练习说明:
请将以下全部材料逐行原样返回，但图片不得出现在答复中。

练习材料:
##############################

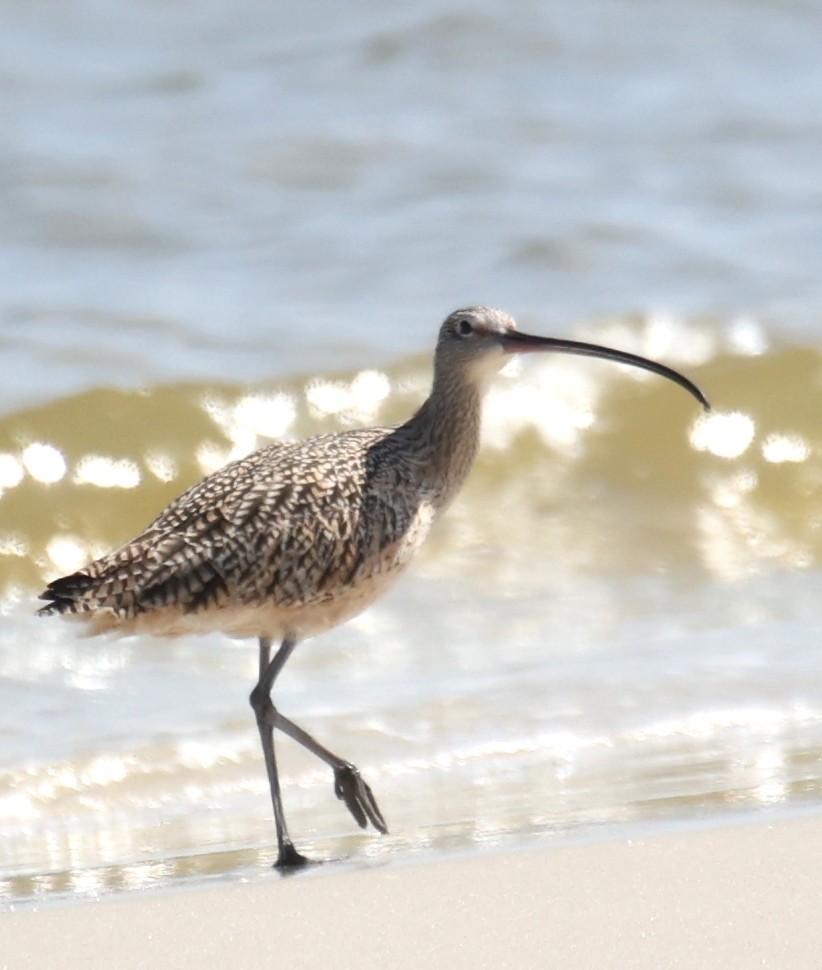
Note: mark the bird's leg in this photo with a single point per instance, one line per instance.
(349, 785)
(287, 856)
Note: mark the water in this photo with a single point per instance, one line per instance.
(224, 226)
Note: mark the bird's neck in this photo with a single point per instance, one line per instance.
(442, 438)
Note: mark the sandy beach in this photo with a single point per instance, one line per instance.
(747, 895)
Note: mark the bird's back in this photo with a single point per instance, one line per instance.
(294, 538)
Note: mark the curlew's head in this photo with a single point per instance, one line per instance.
(476, 342)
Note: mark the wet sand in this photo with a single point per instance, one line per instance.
(737, 896)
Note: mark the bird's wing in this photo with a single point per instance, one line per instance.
(283, 524)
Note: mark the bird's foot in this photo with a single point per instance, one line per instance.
(289, 860)
(350, 788)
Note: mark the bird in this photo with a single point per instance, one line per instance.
(300, 536)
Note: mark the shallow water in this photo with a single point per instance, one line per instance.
(250, 231)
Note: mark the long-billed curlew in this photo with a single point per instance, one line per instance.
(299, 537)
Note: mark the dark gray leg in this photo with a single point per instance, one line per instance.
(349, 786)
(287, 855)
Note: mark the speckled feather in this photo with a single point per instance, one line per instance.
(295, 537)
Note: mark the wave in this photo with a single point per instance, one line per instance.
(605, 467)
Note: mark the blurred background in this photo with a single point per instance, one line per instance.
(224, 224)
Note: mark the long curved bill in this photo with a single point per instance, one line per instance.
(515, 342)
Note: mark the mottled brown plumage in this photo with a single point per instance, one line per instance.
(299, 537)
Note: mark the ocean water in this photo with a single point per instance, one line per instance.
(229, 225)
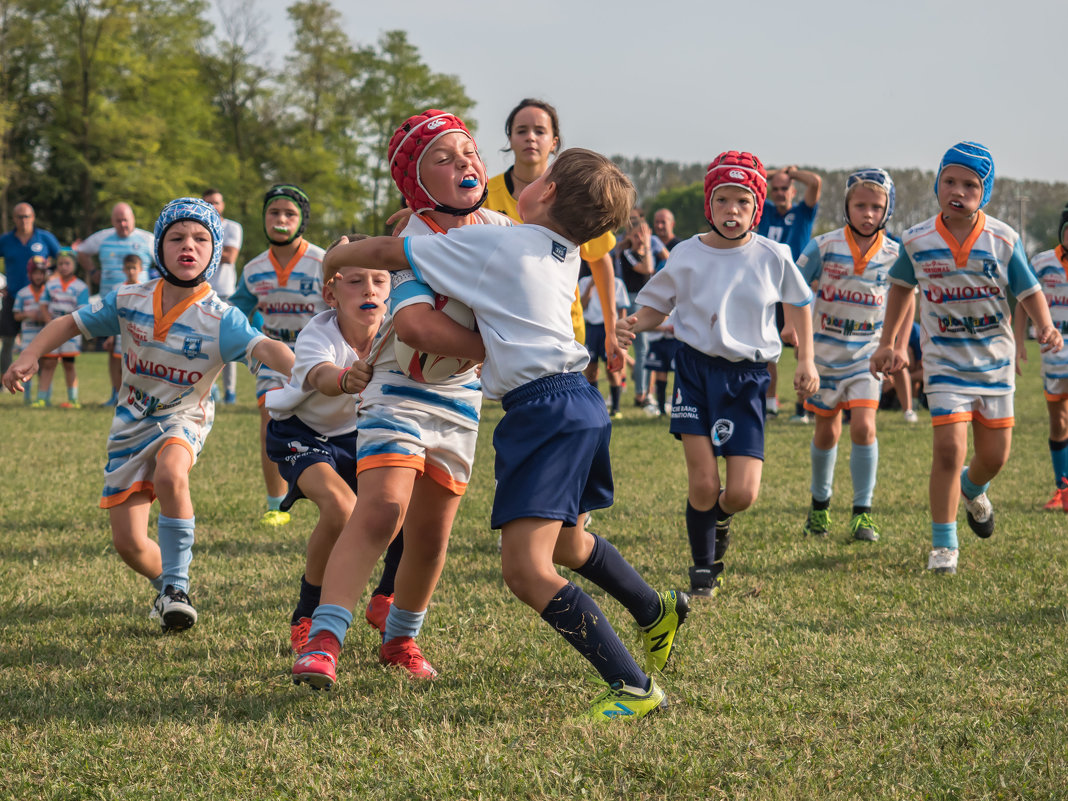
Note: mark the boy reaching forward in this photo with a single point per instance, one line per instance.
(552, 444)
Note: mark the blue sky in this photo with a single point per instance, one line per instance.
(836, 84)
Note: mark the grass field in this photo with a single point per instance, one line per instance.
(826, 670)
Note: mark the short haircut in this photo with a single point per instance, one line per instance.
(593, 195)
(329, 272)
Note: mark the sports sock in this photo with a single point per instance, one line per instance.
(176, 549)
(609, 570)
(390, 563)
(308, 601)
(1058, 453)
(970, 489)
(579, 619)
(701, 530)
(822, 471)
(330, 617)
(944, 535)
(403, 623)
(863, 466)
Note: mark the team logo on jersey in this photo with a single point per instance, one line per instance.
(722, 429)
(191, 347)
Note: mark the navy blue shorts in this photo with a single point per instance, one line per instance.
(294, 446)
(722, 399)
(660, 357)
(552, 452)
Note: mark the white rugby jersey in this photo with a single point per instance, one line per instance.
(724, 298)
(968, 345)
(850, 299)
(1051, 268)
(169, 361)
(520, 284)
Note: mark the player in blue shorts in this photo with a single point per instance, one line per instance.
(552, 444)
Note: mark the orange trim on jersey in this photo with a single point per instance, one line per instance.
(861, 262)
(961, 250)
(282, 273)
(163, 322)
(112, 501)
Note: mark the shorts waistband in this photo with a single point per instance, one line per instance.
(544, 386)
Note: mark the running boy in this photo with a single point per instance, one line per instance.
(312, 432)
(964, 264)
(723, 287)
(64, 293)
(1051, 268)
(284, 284)
(176, 335)
(850, 267)
(552, 444)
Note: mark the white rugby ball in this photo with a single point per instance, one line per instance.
(432, 367)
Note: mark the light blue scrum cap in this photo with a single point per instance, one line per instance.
(972, 156)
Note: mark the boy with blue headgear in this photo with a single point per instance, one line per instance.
(964, 264)
(176, 334)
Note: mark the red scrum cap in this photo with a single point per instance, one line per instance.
(737, 168)
(406, 151)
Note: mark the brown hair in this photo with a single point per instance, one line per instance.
(593, 195)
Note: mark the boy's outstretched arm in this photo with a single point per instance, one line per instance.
(47, 340)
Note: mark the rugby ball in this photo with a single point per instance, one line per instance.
(432, 367)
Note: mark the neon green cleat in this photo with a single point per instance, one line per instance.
(817, 524)
(621, 701)
(659, 637)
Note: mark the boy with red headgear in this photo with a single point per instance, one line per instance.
(723, 286)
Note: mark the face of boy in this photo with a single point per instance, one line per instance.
(282, 219)
(733, 209)
(359, 294)
(452, 172)
(866, 207)
(959, 192)
(187, 249)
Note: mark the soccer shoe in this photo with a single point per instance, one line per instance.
(378, 610)
(403, 652)
(706, 582)
(173, 610)
(980, 515)
(622, 701)
(298, 634)
(659, 635)
(317, 664)
(943, 560)
(275, 517)
(863, 528)
(817, 524)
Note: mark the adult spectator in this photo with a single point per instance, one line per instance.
(224, 280)
(110, 246)
(16, 249)
(788, 222)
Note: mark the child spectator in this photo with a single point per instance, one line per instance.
(64, 293)
(552, 444)
(29, 311)
(176, 335)
(284, 284)
(312, 432)
(722, 287)
(849, 268)
(1051, 268)
(595, 336)
(964, 264)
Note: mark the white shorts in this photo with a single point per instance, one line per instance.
(397, 436)
(861, 390)
(131, 455)
(990, 411)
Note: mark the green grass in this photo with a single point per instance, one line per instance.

##############################

完成结果:
Note: mark the bird's leg in this photo with a single point per instance, one line per instance.
(349, 785)
(287, 856)
Note: mark the water in this photo with a single point per instance, one line per instance.
(224, 226)
Note: mark the bird's neck in this photo with a single point per instance, one line per instance.
(442, 438)
Note: mark the sandy beach in this photo with a single point per instance, one line per instance.
(747, 895)
Note: mark the bird's back in this photo with a single point per instance, one line per instance.
(294, 538)
Note: mark the curlew's head in this photo with a single point per instance, one line per instance.
(476, 342)
Note: mark the wet sand in this photo with a single point per instance, one line per instance.
(737, 896)
Note: mark the bird's wing in this photo with a single point per instance, one line per instance.
(283, 524)
Note: mark the bird's foot in this photo with a single point per instance, one line per instance.
(289, 860)
(350, 788)
Note: mark the bird in this photo with a single point per instance, one line per instance.
(300, 536)
Note: mark the shallow water in this photo with a single point per instance, one line per instance.
(250, 231)
Note: mark the long-billed curlew in this photo with a single point per instance, one line per instance.
(299, 537)
Note: mark the dark gray leg in this photo with a single point per instance, one line per instance.
(349, 786)
(287, 855)
Note: mark the speckled feather in this photo with a single point per instance, one line per instance.
(295, 537)
Note: mark the wave in this photo with a single point per instance, one line per instance.
(605, 467)
Note: mark the blurred background in this photo with a single point per instance, one line per instance.
(224, 224)
Note: mark the long curved bill in this photo with a single point per instance, one line per instance.
(515, 342)
Note: mark the mottled brown plumage in this photo with a single point per instance, one line per instance.
(299, 537)
Note: mark the ocean water in this photo with a single point per instance, one line per instance.
(229, 225)
Note: mark the boy reaching forward in this photo with a single point per instance, one line per instance.
(552, 444)
Note: mark the blue sky in this photo with a single point per instance, one line per instance.
(836, 84)
Note: mark the grass field in this photo with a single point per instance, one line per instance.
(826, 670)
Note: mark the short haircut in this photo with a single point per instance, one line per instance.
(593, 195)
(329, 272)
Note: mark the sports sock in this photo with a single point per instance, one line per instance.
(176, 549)
(609, 570)
(390, 563)
(308, 601)
(1058, 453)
(970, 489)
(579, 619)
(701, 530)
(822, 471)
(330, 617)
(944, 535)
(403, 623)
(863, 466)
Note: mark the team logo on jersey in this photo with a single point per instance, one line per instance.
(722, 429)
(191, 347)
Note: mark the navy blue shorts in this photo with a single point per instance, one line per instance.
(294, 446)
(722, 399)
(660, 357)
(552, 452)
Note: mark the white rugby jersey in this photo with a single point per instance, one line per instance.
(724, 298)
(968, 345)
(850, 299)
(1051, 268)
(169, 361)
(520, 284)
Note: mark the player in blue shorts in this photo with a single point per instance, one line per instance.
(552, 444)
Note: mark the orange trim on jersey in this photo with a single point per instance, one line per instance.
(861, 262)
(961, 250)
(282, 273)
(163, 322)
(112, 501)
Note: mark the shorts waistband in this photo with a single point per instance, one line per instance.
(544, 386)
Note: mark the running boy in this photo with a single point per instance, one line per instance.
(312, 432)
(964, 264)
(723, 287)
(64, 293)
(1051, 268)
(284, 284)
(176, 335)
(850, 267)
(552, 444)
Note: mark the white rugby ball in this photo with a single point per instance, one line per instance.
(432, 367)
Note: mark the light blue scrum cap in this photo with a single point per instance, one line per instance.
(972, 156)
Note: mark the boy with blue headgear in this photo with a single point per instance, one line per instance.
(964, 264)
(176, 334)
Note: mark the red scrum cap in this photo with a single point per instance, one line per instance.
(737, 168)
(406, 151)
Note: mark the brown hair in this photo with a single point per instance, one line per instance.
(593, 195)
Note: mark the boy's outstretched arm in this photo with a single point per instance, one line per instance.
(47, 340)
Note: mark the rugby ball in this photo with a single point per instance, one line per instance.
(432, 367)
Note: mark the neon green cleat in this photo with a single point per instance, one line per instance.
(817, 524)
(621, 701)
(659, 637)
Note: mark the boy with red headgear in this photo with a single point per instance, one line per instance.
(723, 286)
Note: mark the face of boy in this photo with a single point per instance, one line per instance.
(282, 219)
(733, 209)
(359, 294)
(452, 172)
(866, 207)
(959, 192)
(187, 249)
Note: mark the soccer shoe in this photo with a single point per instance, one line per instance.
(378, 610)
(403, 652)
(706, 582)
(173, 610)
(980, 515)
(622, 701)
(298, 634)
(659, 635)
(317, 664)
(943, 560)
(275, 517)
(863, 528)
(817, 524)
Note: mark the adult spectator in this photo with a single point per instance, one line per instance.
(224, 280)
(110, 246)
(16, 249)
(788, 222)
Note: mark the child spectator in this photo with a single point per instance, one line per instance.
(64, 293)
(552, 444)
(29, 311)
(176, 335)
(284, 284)
(312, 432)
(722, 287)
(849, 268)
(1051, 268)
(595, 336)
(964, 264)
Note: mark the white shorts in this photo with a single point per instance, one line per instance.
(397, 436)
(861, 390)
(131, 455)
(990, 411)
Note: mark the green grass in this photo with a single point per instance, one line per instance.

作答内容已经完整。